(Point labels for objects)
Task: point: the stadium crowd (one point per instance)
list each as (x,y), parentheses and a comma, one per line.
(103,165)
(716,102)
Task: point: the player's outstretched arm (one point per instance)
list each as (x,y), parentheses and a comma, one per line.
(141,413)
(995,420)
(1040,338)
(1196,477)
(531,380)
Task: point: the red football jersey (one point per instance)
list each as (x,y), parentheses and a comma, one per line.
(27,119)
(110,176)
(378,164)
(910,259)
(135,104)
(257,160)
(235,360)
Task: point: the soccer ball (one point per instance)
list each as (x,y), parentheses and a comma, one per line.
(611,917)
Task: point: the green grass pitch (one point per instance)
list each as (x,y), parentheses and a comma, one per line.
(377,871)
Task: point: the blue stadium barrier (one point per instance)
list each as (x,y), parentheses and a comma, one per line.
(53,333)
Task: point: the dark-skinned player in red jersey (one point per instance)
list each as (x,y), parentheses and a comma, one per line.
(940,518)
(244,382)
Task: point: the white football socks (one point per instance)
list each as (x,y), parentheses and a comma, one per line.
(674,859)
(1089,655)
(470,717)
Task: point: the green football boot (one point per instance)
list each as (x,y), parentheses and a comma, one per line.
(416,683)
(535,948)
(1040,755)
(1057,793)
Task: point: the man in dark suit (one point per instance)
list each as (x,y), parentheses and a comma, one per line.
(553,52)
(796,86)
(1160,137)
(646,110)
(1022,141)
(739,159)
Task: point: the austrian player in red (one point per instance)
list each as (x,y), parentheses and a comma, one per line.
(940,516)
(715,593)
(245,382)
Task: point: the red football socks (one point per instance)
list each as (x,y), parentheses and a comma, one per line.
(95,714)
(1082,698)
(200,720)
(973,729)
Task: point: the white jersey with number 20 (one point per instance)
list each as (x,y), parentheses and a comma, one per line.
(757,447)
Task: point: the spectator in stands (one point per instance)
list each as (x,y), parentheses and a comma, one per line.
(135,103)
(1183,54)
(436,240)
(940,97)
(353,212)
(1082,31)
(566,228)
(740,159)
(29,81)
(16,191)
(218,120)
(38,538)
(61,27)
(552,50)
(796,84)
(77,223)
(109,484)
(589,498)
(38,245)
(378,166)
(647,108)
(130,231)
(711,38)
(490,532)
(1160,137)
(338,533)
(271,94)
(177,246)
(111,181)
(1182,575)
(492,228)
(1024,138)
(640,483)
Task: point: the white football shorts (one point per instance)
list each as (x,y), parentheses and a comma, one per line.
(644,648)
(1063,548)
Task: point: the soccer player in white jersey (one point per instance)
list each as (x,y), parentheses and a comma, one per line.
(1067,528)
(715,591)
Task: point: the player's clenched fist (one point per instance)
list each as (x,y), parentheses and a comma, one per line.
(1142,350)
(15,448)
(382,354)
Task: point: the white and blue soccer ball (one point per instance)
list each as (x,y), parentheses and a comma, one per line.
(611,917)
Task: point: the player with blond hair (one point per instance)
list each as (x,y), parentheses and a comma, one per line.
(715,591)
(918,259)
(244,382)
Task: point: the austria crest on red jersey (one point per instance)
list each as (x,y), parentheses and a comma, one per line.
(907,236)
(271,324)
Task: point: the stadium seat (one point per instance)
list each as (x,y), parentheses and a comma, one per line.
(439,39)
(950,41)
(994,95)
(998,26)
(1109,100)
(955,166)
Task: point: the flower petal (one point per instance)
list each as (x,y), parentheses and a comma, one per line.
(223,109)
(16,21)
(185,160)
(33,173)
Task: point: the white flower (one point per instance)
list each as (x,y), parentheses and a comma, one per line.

◆ **Work to be completed**
Write out every one of the rows above again, word for word.

◆ **Final result**
Task: point: the stadium crowd (one point per instance)
list each as (x,y), parentheses and a comma, one per line.
(103,165)
(716,102)
Task: point: the player's outstretched arm (one point per instance)
list each as (x,y), parentheses and a comma, one per line.
(141,413)
(995,420)
(1040,338)
(1196,477)
(531,380)
Task: point: the red football jersey (one point per instance)
list each as (x,y), parentheses and a comma, one per line.
(27,119)
(110,176)
(378,164)
(910,259)
(135,104)
(257,160)
(235,360)
Task: point: the soccer ball (one point per instance)
list each as (x,y), parentheses and a comma, one per line.
(611,917)
Task: point: the green grass pitch (one point per instance)
list each as (x,y), parentheses and a comma, one per line.
(377,871)
Task: point: the blue stadium barrier (one point per instance)
list each as (x,y), parentheses and a comma, one per line.
(53,333)
Task: point: the dark-skinned player in red jersey (one point per instance)
list each as (x,y), parentheses and a comma, one per line.
(940,518)
(244,382)
Task: point: the white football socks (one point per instance)
list each as (x,y), parentheses and a comma, one per line.
(674,859)
(1089,655)
(470,717)
Task: point: the green football boot (one point per instance)
list each as (x,y), parentheses and a comma, one per line.
(416,683)
(535,948)
(1040,755)
(1057,793)
Task: point: the man in dark suit (one point per instance)
list each as (x,y), parentheses and a comma, one per line.
(553,52)
(796,86)
(1160,137)
(646,110)
(1022,141)
(739,159)
Task: point: the austrian player in red (one point per instance)
list each as (x,y), parentheses and a comma, one per line.
(940,516)
(715,593)
(245,382)
Task: point: the red football socks (one point per instance)
list each as (x,y), parentheses and a comma, one per line.
(95,714)
(1082,698)
(200,720)
(973,729)
Task: point: the white jersey with number 20 (one point per instance)
list each as (x,y), parentheses and a comma, one per line.
(757,447)
Task: point: the spectator in stands (one point per instance)
list each as (x,y), parentheses and a comma, one per line.
(135,103)
(1183,54)
(436,240)
(940,97)
(353,212)
(1082,31)
(566,228)
(740,159)
(29,81)
(16,191)
(218,120)
(38,538)
(61,27)
(552,50)
(796,84)
(77,223)
(109,484)
(589,498)
(38,245)
(378,166)
(647,108)
(130,231)
(711,38)
(490,532)
(1160,137)
(338,533)
(271,94)
(177,246)
(111,181)
(1182,575)
(492,228)
(1024,138)
(640,483)
Task: point: the white football shorts (one point per instance)
list each as (x,y), parentheses and a comma, one per line.
(644,648)
(1063,548)
Task: point: the soccer player in white jersey (one point per instance)
list each as (x,y), parentheses and a comma, one per line.
(1067,528)
(715,591)
Task: point: the player's clenched fist (one point per instance)
list each as (x,y), parentheses and a comma, one per line.
(1142,350)
(15,448)
(382,354)
Task: point: the white and blue soccer ball (one point per instance)
list each as (x,y), parentheses and a comma, one per line.
(611,917)
Task: point: the player with blond hair (one point per instance)
list each as (x,y), parentheses and a comma, one per line.
(715,591)
(918,259)
(244,382)
Task: point: the austria crest on red jersey (one point per instance)
list each as (x,y), parentheses and a comma, one per line.
(907,236)
(271,324)
Task: point: the stadium seat (one point per instance)
list each as (x,y), parentheses and a comma, one per line.
(439,39)
(950,41)
(994,95)
(998,26)
(1109,100)
(955,166)
Task: point: the flower petal (one point per instance)
list each as (x,y), parentheses and a comma, one per line.
(223,109)
(16,21)
(185,160)
(33,173)
Task: point: the white flower (one point per instance)
list each as (x,y), parentheses and a comma, one per line.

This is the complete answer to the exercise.